Change "jacket" to "coat" in the part of the listing that opens with the line containing "[tag] shadow under" and closes at the end of the listing, and give back only that part, with nothing else altered.

━━━

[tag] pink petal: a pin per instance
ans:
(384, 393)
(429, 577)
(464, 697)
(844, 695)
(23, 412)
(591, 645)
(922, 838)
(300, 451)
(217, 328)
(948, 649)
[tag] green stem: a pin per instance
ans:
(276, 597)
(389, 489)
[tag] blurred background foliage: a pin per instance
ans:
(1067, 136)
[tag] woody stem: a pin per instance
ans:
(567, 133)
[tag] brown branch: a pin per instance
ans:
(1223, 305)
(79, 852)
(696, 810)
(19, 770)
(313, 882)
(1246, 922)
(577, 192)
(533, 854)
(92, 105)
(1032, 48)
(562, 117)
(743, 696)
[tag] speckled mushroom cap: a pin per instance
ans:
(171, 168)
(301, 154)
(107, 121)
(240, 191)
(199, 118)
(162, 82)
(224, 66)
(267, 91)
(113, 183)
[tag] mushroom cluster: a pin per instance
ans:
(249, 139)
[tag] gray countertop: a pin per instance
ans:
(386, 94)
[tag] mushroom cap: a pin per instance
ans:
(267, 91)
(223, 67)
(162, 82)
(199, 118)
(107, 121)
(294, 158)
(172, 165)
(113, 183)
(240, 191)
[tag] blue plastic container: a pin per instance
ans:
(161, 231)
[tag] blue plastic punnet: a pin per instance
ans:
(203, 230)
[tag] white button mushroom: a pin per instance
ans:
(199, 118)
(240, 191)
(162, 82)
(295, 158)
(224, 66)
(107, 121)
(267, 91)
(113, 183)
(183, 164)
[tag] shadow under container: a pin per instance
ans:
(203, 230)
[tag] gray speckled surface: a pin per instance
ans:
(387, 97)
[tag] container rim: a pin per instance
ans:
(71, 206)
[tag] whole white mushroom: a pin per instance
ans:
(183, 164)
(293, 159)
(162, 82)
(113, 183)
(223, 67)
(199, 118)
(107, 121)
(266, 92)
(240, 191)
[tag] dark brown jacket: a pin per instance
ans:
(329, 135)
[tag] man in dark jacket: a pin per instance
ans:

━━━

**EXERCISE OUTPUT:**
[tag] shadow under container: a pin per instance
ans:
(203, 230)
[tag] gray speckled surface: a pin per instance
ans:
(387, 97)
[tag] container rim: a pin per instance
ans:
(71, 206)
[tag] whole white mushroom: a pin per instance
ans:
(183, 164)
(293, 159)
(162, 82)
(113, 183)
(223, 67)
(199, 118)
(107, 121)
(266, 92)
(240, 191)
[tag] dark brown coat: a pin per instance
ans:
(329, 135)
[tag] man in dark coat: a pin per instance
ans:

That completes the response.